__What the task requires__
Copy out the records in full, swapping every "as tight as possible" for "as snug as possible" and leaving everything else unchanged.

__Data supplied__
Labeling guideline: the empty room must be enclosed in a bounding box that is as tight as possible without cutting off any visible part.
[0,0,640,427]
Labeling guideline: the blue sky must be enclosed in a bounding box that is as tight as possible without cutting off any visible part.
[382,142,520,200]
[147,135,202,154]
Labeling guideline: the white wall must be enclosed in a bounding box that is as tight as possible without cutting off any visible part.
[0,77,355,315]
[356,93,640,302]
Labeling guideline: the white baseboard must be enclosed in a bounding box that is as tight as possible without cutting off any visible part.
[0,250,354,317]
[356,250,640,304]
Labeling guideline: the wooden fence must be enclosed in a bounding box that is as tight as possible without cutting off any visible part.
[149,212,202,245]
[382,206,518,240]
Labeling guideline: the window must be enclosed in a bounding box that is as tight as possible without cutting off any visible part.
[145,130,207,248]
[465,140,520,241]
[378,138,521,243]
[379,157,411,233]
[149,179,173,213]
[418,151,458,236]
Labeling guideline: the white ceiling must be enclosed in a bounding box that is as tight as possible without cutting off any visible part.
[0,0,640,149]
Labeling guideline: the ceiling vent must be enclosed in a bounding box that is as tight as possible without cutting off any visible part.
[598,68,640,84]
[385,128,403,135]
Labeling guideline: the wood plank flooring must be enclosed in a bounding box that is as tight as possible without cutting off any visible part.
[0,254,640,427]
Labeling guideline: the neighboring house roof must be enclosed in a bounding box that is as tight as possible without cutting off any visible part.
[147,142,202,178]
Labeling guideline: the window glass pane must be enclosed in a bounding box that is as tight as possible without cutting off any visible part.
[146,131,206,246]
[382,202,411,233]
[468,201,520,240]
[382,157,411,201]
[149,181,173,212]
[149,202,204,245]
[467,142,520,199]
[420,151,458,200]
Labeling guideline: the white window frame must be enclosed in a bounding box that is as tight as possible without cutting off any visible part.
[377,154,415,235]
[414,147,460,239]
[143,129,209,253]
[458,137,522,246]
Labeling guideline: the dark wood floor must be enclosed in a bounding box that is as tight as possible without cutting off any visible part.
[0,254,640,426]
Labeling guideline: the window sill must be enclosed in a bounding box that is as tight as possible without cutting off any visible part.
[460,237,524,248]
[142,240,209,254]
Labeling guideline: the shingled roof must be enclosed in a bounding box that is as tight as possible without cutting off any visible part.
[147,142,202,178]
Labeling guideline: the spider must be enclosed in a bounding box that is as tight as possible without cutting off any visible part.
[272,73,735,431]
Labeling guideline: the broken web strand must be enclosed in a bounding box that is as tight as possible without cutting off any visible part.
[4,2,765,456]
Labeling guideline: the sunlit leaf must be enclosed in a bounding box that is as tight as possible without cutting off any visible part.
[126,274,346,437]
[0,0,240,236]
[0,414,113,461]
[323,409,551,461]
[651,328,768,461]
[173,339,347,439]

__Task response__
Labeling guideline: the empty room must be enclosed in a bounding box that is as snug as possible without cutting off any visible part.
[0,0,640,427]
Labeling guideline: the blue sky must be enclosed in a bounding box that is as snug as possible without cutting off any visible part.
[382,142,520,200]
[147,135,202,154]
Labeling guideline: the white wall must be enclosed in a bounding box that is as snug as possible without cutting off any visible part.
[0,77,355,315]
[356,93,640,302]
Labeling guideline: the white baseboard must be enclosed in a bounding box that is as snug as possible without cutting off any visible part.
[0,250,354,317]
[356,250,640,304]
Labeling guideline: the wooden fence must be enclosed in a bounding box that is as snug as possible without cutting off any visible part.
[149,212,202,245]
[382,206,518,240]
Labeling guideline: the window must be enclosed in a bounding box that is as snug as possible without cutting off any visible part.
[145,130,207,248]
[465,140,520,241]
[378,138,521,243]
[379,157,411,233]
[149,179,173,213]
[418,151,458,236]
Labeling guideline: the white ceiling must be enclosed in a bounding box that is as snug as possible without cutting off any visible part.
[0,0,640,149]
Labeling guideline: the ceiling vent must be enclosed in a bounding box that is as snug as possible without cutting off any visible part.
[598,68,640,84]
[385,128,403,135]
Labeling guideline: the wood plank flooring must be enclosed in a bounding box that is as snug as possible without cutting off any visible part.
[0,254,640,427]
Labeling guideline: the neighboring house roof must be enclosed in a bounding box that is as snug as possible without cutting off any visible part.
[147,142,202,178]
Labeling guideline: the window glass pane must be enclosed in a bounding box that is as snug as possible without cutting off any visible part.
[146,131,206,246]
[382,202,411,233]
[468,201,520,240]
[382,157,411,201]
[149,181,173,212]
[149,202,204,245]
[467,142,520,199]
[420,151,458,200]
Labeling guideline: the white window frame must be enclosed in a bounding box that is as snug as possible without cutting off any visible part.
[377,154,415,235]
[414,147,460,239]
[143,129,209,253]
[458,137,522,246]
Labeling guideline: the dark wood floor must be enclosed in a bounding box that is as snug as possible without cutting off any visible part.
[0,254,640,426]
Labeling guideline: the window sill must be enclosed in a bounding box that is as snug as possible without cutting off any visible part.
[460,237,524,248]
[142,240,209,254]
Labeling guideline: the shingled roof must be enclosed in a bounding box that is as snug as possible without cutting off any visible part.
[147,142,202,178]
Labeling guideline: the spider must be enclosed in a bounding box that is as snug as possible without cutting off any visible part.
[272,73,735,431]
Labeling guideline: the broken web strand must be enclosed in a bounding box that is as snug as possible without cutting off any visible part.
[4,2,765,456]
Labeling guideline: the sunlit leaf must be enclosed in a bounding box that is as snug as possible without cutting off any visible part.
[126,274,346,437]
[0,0,240,236]
[0,414,113,461]
[323,409,551,461]
[651,328,768,461]
[173,339,347,439]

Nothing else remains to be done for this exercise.